→ **Requirements**: Please rewrite the records below, substituting "comma" for every "tab character" and leaving all else unchanged.

→ **Stored records**:

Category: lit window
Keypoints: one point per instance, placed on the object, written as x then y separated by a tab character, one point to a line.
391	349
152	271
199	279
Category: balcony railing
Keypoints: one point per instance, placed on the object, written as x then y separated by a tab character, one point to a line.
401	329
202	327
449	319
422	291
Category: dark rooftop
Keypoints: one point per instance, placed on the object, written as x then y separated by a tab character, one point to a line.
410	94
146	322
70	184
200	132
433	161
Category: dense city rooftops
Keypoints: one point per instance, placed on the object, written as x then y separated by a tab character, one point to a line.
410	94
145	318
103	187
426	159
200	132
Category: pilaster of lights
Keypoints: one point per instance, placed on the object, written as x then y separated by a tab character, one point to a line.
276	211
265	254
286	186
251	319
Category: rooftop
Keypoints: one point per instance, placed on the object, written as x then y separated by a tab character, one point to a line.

→ **Completed exercise**:
Category: lit window
Keypoints: one point per instance, placed on the object, written as x then y separated by a comma, one point to a line.
391	349
152	271
199	279
Category: balcony railing
Keypoints: one point per instance, placed on the object, written as x then y separated by a comma, one point to a line.
401	329
202	327
449	319
422	291
Category: dark rooftop
Keypoints: one point per instance, placed on the object, written as x then y separated by a comma, one point to a line.
410	94
146	322
70	184
200	132
433	161
Category: dense city rooftops
Keypoints: one point per instance, placed on the object, written as x then y separated by a comma, one point to a line.
410	94
145	318
103	187
426	159
200	132
Category: pilaster of lights
Keypoints: one point per instance, placed on the object, written as x then y separated by a comma, one point to a line.
276	211
265	254
286	186
251	319
Category: rooftop
Keypoints: one point per instance, placed on the object, written as x then y separated by a comma, one point to a line.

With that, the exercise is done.